Start of DATA LISTING
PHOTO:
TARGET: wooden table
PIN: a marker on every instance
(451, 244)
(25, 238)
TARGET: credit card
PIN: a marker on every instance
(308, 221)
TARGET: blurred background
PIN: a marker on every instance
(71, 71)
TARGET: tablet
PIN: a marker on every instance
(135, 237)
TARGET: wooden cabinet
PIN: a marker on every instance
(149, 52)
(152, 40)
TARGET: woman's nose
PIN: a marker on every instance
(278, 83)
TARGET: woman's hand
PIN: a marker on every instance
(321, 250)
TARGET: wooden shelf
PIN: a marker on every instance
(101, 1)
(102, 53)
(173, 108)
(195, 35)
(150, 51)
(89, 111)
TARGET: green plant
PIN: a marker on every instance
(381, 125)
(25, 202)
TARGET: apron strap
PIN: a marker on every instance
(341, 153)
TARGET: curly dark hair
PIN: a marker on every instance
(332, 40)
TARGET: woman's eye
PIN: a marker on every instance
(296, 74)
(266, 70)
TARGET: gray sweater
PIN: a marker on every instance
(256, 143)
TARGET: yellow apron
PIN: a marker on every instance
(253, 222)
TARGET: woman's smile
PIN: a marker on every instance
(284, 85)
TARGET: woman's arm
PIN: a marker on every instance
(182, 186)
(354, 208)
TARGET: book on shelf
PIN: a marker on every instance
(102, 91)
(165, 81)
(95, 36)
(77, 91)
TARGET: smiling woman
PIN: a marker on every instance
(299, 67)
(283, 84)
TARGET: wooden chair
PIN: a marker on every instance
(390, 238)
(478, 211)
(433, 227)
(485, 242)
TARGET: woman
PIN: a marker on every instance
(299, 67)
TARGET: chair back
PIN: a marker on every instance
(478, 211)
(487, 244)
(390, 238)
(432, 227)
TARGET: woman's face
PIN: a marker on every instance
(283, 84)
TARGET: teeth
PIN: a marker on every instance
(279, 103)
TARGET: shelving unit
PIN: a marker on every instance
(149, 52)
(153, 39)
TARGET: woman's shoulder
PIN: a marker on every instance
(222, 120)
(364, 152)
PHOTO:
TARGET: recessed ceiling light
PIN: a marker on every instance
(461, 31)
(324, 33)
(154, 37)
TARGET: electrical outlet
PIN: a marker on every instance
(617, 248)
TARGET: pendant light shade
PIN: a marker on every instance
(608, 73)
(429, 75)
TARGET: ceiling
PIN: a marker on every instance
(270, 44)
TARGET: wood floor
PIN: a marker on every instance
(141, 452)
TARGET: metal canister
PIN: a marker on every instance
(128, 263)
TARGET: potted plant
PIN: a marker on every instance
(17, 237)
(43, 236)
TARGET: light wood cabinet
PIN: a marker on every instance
End of DATA LISTING
* **EXERCISE PROMPT**
The answer should be an exact copy of the lines from the first line of the data through the line with "TARGET: woman's shoulder" and should contain nothing else.

* **RESULT FOR THIS EXERCISE**
PHOTO:
TARGET: wooden table
PIN: a marker on every instance
(451, 244)
(25, 238)
TARGET: credit card
PIN: a marker on every instance
(308, 221)
TARGET: blurred background
PIN: a marker on every instance
(71, 71)
TARGET: tablet
PIN: a marker on every instance
(135, 237)
TARGET: wooden cabinet
PIN: a marker on every instance
(149, 52)
(152, 40)
TARGET: woman's nose
PIN: a marker on every instance
(278, 83)
TARGET: woman's hand
PIN: a marker on every instance
(321, 250)
TARGET: wooden shelf
PIN: a marker on every instance
(101, 1)
(102, 53)
(173, 108)
(195, 35)
(150, 51)
(89, 111)
TARGET: green plant
PIN: a marker on every instance
(381, 125)
(25, 202)
TARGET: apron strap
PIN: a marker on every instance
(341, 153)
TARGET: curly dark hair
PIN: a marker on every instance
(332, 40)
TARGET: woman's eye
PIN: a marker on every instance
(296, 74)
(266, 70)
TARGET: gray sweater
PIN: a marker on every instance
(256, 143)
TARGET: yellow apron
PIN: a marker on every instance
(253, 222)
TARGET: woman's smile
PIN: a marker on every instance
(284, 85)
TARGET: woman's arm
PIN: a marker on every instance
(182, 186)
(354, 208)
TARGET: book on shelf
PIN: a marker on every instance
(102, 91)
(165, 81)
(95, 36)
(77, 91)
TARGET: smiling woman
PIN: a marker on every instance
(299, 67)
(283, 84)
TARGET: wooden chair
PIN: a marker on every instance
(390, 238)
(478, 211)
(433, 227)
(485, 242)
TARGET: woman
PIN: a marker on every instance
(299, 67)
TARGET: chair back
PIN: a marker on every instance
(478, 211)
(487, 244)
(390, 238)
(432, 227)
TARGET: woman's face
PIN: a marker on every instance
(283, 84)
TARGET: teeth
PIN: a marker on every instance
(279, 103)
TARGET: shelving unit
PIN: a marker on every instance
(149, 52)
(153, 39)
TARGET: woman's shoulder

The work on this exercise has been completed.